**Set task 1**
In the summer movies roundtable, which film is named as the example of a kids film among this year's offerings?
**Set task 2**
Count the lines in the rows below that contain the string "trousers". Reply with the number only.

Roundtable: Summer Movies

Karen Burnham

I recently tossed out the following topic to the Roundtable discussion group: The summer blockbuster movie season is upon us, and as usual various forms of genre film are dominating the screens. This year the offerings range from comic book movies (Thor), sequels to sequels (Pirates of the Carribean 4), kids films (Cars 2), and new outings from big-name directors (Super 8). Is it easy to sit back and enjoy the spectacle or do you find yourself trying to re-write the film as you go? How well do these movies represent the genre as it stands today?

I was afraid that this topic wasn’t going to get very far as the first few responses were from people who can’t stand today’s movies and stay as far away from them as possible (by way of excusing themselves from participation). However, I soon heard more diverse opinions…

As always, this discussion is broken up into multiple pages for ease of reading. If you’d like to read it all on a single page, select ‘View All’ from the drop down menu above. If you don’t see the drop down menu, please click here.

Cat Rambo

I will unabashedly admit that I went to Thor in order to see the man-flesh. I’ve found I am usually disappointed by the structure of movies – for example, I thought Midnight in Paris was a rancid POS with a light glaze of Allenesque witticisms.  And I react with irritation when Hollywood movies try to manipulate my emotions because they’re so ham-handed about it.

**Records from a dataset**
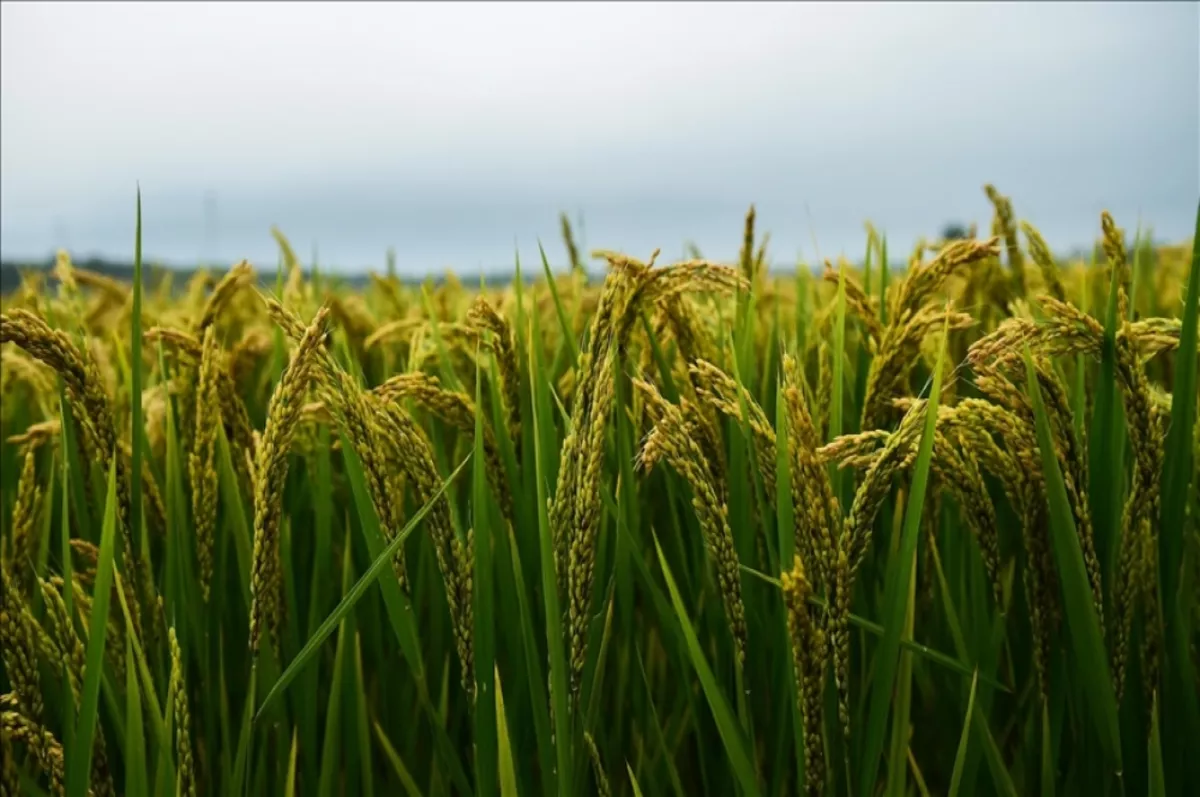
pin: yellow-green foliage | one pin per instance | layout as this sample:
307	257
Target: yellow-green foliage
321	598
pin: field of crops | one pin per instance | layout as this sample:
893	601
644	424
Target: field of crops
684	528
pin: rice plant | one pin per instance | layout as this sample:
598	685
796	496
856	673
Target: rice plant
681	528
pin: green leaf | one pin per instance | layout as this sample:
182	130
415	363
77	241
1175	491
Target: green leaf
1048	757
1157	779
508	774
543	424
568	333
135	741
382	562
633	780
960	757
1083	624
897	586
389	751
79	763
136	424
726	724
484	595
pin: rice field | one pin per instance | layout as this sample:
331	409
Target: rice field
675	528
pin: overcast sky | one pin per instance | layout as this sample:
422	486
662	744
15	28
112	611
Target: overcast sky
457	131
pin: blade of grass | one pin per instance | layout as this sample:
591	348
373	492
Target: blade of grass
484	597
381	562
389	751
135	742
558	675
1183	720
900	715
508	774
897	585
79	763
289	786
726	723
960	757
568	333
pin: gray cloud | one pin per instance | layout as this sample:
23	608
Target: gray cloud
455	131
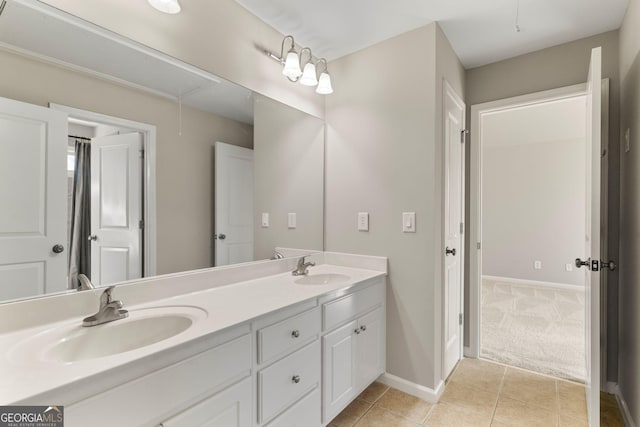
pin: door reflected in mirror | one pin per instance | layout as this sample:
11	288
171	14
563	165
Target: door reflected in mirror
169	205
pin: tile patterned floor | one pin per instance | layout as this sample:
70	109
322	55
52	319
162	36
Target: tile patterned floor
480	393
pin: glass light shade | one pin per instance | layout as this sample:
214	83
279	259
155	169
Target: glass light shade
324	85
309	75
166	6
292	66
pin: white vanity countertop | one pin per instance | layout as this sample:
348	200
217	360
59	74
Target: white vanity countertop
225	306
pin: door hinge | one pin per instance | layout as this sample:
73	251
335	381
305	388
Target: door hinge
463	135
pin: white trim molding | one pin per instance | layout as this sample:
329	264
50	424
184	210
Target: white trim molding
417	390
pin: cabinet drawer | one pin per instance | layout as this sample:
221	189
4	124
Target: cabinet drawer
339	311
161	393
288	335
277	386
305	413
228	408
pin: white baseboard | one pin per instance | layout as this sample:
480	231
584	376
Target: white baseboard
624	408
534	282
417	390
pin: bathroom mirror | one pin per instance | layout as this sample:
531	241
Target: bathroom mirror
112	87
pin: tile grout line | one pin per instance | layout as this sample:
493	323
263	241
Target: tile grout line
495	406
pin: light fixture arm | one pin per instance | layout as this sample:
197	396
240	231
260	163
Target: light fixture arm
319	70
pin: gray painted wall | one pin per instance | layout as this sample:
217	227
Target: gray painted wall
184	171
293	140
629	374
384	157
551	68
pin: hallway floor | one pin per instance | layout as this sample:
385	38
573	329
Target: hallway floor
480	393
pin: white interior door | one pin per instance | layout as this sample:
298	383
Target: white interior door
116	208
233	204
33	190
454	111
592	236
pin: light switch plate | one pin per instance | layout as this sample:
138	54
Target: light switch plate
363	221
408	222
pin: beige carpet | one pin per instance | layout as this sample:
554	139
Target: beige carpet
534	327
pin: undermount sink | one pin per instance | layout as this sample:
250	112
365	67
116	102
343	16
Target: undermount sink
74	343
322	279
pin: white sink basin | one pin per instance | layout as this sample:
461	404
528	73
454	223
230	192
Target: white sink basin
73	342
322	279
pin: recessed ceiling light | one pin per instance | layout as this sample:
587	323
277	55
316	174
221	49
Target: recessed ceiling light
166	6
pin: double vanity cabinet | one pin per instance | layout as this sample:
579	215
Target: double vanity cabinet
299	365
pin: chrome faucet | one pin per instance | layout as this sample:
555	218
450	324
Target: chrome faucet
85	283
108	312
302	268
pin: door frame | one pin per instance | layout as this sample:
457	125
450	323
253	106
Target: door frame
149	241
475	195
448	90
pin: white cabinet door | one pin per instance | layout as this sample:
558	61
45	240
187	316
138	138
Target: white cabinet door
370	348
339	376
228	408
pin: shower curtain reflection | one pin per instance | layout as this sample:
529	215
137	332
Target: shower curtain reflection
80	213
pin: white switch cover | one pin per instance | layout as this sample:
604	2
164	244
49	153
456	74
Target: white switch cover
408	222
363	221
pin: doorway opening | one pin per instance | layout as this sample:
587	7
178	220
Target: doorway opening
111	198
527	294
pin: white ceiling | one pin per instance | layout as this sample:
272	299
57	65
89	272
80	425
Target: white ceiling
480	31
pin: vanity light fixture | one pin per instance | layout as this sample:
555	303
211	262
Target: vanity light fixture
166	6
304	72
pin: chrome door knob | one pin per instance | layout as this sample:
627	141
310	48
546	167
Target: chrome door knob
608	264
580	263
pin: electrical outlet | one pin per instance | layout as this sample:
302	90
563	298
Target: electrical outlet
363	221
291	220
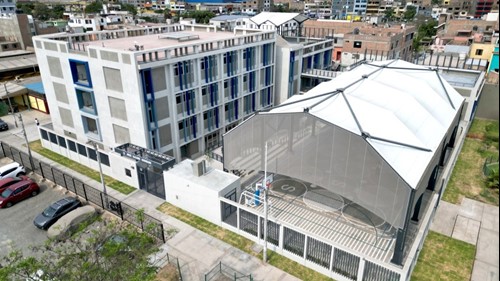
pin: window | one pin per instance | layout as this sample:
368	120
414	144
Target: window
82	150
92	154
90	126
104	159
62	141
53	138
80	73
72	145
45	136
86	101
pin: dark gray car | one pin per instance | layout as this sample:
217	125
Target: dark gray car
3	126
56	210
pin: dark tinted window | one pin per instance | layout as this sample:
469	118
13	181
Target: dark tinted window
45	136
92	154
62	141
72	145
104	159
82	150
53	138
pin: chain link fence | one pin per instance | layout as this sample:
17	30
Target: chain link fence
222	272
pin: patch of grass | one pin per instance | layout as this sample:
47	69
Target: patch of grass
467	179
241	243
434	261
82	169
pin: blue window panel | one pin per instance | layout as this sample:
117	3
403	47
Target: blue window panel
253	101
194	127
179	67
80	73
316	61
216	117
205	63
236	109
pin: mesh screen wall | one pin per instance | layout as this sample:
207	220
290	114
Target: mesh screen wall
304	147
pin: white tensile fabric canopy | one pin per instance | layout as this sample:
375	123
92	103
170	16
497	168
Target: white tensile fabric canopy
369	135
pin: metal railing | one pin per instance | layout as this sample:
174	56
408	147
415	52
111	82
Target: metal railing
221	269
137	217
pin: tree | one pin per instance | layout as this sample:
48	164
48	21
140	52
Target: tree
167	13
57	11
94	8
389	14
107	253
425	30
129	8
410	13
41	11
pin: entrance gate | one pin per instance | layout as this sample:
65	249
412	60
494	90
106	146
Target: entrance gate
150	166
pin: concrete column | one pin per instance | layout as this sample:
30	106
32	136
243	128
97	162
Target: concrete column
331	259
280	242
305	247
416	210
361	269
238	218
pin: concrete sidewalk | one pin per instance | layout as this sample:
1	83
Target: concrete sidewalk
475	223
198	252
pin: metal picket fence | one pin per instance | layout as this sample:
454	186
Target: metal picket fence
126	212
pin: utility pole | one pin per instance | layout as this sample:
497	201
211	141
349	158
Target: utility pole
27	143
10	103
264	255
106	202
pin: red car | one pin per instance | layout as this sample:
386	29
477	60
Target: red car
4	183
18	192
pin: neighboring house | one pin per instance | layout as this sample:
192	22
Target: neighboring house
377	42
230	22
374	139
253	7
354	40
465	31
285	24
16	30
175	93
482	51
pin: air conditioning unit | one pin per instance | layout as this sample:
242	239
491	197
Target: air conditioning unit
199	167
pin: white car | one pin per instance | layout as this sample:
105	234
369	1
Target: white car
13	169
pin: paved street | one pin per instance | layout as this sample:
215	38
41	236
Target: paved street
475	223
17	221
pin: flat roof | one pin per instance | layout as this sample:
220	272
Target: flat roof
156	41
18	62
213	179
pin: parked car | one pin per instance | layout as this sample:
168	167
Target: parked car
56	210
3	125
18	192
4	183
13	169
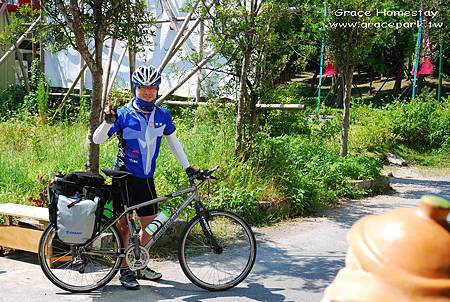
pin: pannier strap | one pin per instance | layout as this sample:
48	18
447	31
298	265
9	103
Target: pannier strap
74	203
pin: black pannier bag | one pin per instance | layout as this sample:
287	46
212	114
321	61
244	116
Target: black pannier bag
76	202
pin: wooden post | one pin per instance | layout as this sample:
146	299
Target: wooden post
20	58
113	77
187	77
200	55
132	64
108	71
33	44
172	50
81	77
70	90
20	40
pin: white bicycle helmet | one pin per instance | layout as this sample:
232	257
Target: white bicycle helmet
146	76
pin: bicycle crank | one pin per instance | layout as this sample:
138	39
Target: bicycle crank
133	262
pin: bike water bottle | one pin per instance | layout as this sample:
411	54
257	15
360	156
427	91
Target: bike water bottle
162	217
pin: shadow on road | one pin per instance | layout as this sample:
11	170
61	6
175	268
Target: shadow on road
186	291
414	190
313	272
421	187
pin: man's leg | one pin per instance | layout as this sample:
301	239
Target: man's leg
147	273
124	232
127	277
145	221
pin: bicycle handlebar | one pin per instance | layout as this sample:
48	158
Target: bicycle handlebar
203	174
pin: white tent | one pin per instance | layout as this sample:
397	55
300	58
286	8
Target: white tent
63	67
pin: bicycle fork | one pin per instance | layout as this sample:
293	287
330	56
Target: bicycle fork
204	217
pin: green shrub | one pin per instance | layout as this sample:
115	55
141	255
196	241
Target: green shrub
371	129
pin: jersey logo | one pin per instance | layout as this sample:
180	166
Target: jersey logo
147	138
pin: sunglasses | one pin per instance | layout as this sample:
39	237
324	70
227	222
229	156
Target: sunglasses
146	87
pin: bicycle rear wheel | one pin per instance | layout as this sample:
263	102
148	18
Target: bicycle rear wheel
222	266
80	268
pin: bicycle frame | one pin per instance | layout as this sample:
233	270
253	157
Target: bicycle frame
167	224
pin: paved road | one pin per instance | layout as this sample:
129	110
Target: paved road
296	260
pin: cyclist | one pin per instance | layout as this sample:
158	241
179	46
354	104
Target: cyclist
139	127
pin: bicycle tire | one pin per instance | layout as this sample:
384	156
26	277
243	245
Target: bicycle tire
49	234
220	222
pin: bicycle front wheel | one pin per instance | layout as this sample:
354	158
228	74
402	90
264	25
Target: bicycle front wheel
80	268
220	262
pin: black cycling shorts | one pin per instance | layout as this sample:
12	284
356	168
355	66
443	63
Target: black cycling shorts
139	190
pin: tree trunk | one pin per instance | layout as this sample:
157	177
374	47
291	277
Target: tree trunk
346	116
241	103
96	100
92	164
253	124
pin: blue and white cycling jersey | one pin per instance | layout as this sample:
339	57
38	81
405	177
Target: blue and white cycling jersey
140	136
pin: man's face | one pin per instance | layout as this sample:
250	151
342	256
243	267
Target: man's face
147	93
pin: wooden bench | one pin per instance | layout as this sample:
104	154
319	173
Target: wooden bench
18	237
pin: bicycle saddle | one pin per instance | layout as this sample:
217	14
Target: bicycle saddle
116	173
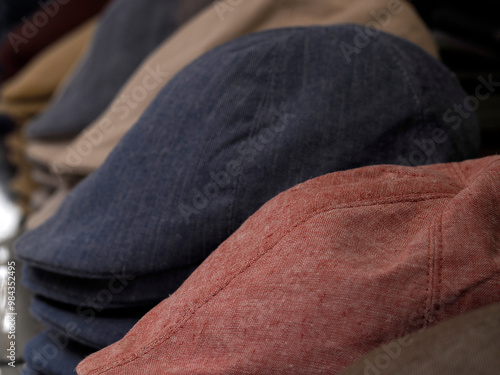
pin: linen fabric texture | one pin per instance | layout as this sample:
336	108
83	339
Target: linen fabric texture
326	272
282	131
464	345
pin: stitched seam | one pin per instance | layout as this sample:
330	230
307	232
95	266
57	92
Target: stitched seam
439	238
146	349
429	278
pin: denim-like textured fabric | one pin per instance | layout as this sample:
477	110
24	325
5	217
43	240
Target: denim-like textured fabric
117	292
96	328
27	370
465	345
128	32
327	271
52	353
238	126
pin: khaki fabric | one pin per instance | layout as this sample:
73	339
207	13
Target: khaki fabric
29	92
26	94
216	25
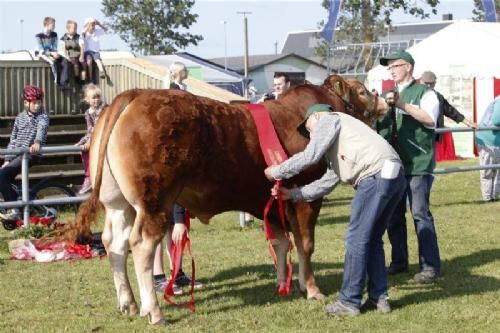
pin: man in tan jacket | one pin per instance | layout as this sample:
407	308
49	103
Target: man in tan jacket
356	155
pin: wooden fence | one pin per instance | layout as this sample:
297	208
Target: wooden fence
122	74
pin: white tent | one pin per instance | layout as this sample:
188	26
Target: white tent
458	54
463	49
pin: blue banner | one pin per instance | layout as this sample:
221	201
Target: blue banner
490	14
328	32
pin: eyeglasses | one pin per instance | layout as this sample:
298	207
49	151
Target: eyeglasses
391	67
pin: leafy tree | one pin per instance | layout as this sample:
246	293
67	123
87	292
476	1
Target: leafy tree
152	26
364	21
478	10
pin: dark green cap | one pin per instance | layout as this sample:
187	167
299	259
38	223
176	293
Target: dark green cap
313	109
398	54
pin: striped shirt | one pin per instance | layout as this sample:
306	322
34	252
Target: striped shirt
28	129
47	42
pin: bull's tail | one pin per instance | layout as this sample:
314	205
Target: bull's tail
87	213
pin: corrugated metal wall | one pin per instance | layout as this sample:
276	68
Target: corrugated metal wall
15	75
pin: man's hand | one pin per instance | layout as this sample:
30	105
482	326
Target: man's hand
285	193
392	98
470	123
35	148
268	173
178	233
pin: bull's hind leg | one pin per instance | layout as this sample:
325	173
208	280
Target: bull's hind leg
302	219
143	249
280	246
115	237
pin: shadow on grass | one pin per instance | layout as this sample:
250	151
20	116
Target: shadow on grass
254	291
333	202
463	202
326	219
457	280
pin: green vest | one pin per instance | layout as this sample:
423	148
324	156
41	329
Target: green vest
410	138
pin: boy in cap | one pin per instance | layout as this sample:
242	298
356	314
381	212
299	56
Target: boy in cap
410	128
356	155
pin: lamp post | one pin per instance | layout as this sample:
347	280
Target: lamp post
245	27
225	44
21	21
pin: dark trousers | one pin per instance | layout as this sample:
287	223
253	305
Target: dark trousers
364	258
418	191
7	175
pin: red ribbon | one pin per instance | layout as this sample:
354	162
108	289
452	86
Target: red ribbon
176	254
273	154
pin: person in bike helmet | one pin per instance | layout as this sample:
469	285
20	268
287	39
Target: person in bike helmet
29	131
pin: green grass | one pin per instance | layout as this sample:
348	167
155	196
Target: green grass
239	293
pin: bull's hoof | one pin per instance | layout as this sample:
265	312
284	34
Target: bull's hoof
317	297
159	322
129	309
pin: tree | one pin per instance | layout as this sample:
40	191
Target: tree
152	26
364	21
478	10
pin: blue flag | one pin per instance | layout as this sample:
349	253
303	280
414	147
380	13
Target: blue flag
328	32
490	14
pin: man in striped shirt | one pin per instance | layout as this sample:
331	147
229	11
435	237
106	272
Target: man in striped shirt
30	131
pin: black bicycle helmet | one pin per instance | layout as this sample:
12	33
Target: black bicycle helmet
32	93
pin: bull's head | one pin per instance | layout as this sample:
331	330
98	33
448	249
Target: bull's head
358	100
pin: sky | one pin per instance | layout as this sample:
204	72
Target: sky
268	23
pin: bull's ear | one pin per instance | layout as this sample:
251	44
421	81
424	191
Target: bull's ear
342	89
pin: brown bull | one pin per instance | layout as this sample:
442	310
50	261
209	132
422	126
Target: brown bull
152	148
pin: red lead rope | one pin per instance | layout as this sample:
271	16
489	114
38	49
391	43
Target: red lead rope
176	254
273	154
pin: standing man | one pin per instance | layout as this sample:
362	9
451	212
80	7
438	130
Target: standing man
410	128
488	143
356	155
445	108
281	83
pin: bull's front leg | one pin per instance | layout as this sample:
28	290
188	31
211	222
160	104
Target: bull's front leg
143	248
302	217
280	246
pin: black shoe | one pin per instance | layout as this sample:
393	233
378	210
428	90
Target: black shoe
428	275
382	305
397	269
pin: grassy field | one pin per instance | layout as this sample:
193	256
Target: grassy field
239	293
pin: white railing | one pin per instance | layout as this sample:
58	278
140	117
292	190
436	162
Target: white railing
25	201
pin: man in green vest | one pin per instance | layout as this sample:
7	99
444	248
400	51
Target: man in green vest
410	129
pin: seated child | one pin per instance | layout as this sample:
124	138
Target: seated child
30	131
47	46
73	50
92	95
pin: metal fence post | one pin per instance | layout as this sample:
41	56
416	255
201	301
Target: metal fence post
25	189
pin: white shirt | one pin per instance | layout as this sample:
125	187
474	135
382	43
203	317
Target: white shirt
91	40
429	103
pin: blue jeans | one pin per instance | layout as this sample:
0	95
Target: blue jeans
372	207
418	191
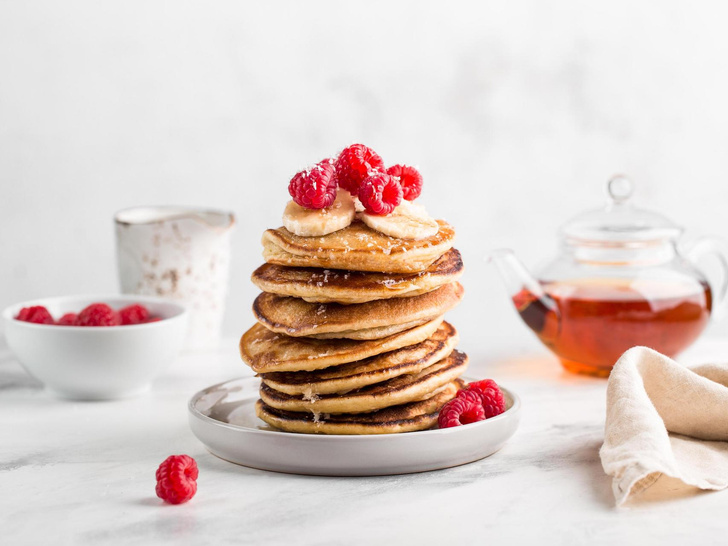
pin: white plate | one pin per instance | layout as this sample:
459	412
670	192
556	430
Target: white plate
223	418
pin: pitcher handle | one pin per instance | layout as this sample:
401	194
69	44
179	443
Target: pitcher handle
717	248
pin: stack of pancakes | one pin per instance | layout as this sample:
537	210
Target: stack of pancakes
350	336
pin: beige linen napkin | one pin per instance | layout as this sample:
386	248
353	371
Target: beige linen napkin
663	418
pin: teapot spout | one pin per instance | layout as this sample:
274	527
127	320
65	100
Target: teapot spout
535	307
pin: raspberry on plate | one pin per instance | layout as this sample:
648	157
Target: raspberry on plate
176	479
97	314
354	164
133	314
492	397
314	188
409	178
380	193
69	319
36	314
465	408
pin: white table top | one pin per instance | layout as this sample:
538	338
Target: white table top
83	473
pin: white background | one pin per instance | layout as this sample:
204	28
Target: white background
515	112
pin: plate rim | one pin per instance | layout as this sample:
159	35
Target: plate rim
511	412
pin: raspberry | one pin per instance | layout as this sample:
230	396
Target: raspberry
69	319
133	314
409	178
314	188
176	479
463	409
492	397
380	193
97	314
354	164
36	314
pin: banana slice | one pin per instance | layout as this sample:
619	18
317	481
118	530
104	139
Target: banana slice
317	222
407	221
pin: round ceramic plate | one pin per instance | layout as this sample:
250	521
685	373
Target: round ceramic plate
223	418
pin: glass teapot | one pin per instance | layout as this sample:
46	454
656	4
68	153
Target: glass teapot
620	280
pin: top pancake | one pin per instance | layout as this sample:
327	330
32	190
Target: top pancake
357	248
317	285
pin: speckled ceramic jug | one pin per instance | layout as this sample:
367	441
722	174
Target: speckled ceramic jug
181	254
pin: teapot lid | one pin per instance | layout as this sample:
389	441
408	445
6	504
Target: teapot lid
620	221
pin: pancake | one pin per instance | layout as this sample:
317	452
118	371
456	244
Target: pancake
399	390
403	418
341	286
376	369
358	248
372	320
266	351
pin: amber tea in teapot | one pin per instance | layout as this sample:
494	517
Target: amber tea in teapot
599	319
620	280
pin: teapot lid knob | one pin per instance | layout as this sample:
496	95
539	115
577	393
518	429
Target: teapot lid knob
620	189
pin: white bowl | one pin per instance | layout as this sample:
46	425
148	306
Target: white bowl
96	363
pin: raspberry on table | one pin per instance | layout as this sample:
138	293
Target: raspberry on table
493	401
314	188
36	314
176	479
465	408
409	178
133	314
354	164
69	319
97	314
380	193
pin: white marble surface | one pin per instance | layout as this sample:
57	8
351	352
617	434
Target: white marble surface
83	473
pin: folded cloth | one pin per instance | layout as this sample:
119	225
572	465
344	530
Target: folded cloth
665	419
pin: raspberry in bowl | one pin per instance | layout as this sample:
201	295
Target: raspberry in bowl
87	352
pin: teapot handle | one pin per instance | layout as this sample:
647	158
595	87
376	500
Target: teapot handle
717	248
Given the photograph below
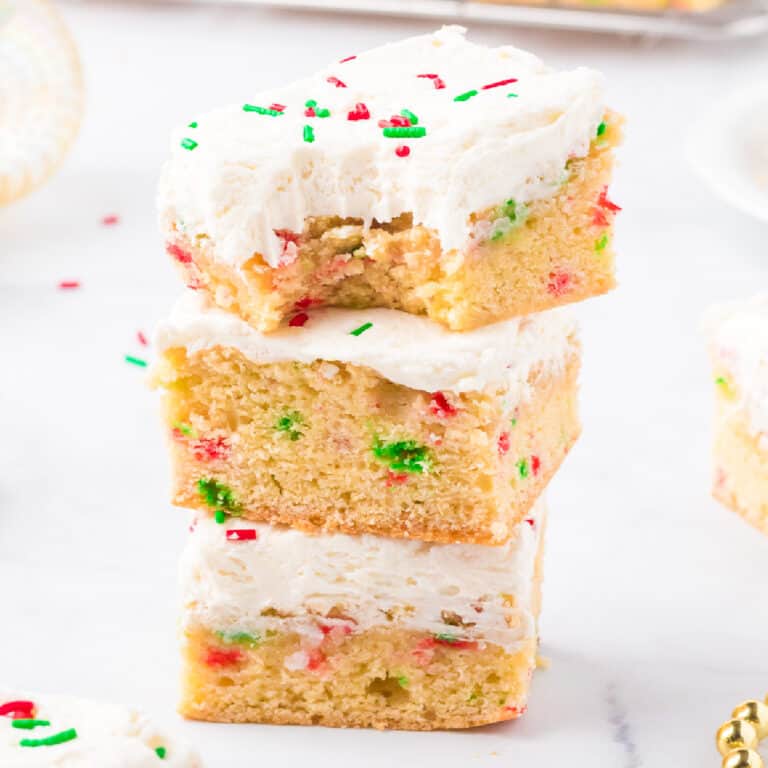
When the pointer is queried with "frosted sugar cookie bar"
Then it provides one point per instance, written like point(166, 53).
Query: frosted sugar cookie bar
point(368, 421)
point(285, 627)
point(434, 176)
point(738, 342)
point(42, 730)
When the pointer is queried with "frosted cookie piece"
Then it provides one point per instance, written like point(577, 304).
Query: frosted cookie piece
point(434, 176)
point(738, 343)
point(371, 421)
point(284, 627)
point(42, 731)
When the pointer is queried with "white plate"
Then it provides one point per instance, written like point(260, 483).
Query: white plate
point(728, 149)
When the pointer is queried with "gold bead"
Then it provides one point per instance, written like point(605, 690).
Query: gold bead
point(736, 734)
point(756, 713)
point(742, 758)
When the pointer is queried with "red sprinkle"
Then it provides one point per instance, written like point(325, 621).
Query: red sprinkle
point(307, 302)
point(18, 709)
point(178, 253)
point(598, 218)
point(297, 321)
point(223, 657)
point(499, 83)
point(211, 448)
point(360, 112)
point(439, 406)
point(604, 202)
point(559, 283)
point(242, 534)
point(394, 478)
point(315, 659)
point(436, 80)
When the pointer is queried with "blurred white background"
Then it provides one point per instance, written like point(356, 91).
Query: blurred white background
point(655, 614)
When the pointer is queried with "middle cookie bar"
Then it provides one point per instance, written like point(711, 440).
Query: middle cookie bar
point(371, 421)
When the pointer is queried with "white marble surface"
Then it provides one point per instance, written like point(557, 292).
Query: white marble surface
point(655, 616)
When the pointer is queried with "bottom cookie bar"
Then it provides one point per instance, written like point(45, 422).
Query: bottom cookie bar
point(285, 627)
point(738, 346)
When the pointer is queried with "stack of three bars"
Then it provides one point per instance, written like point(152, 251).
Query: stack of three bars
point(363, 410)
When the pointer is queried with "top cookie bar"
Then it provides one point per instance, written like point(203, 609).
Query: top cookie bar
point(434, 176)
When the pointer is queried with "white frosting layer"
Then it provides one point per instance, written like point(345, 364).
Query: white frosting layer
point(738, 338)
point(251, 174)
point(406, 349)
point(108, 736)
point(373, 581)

**Full response 1**
Cars 2

**Full response 2**
2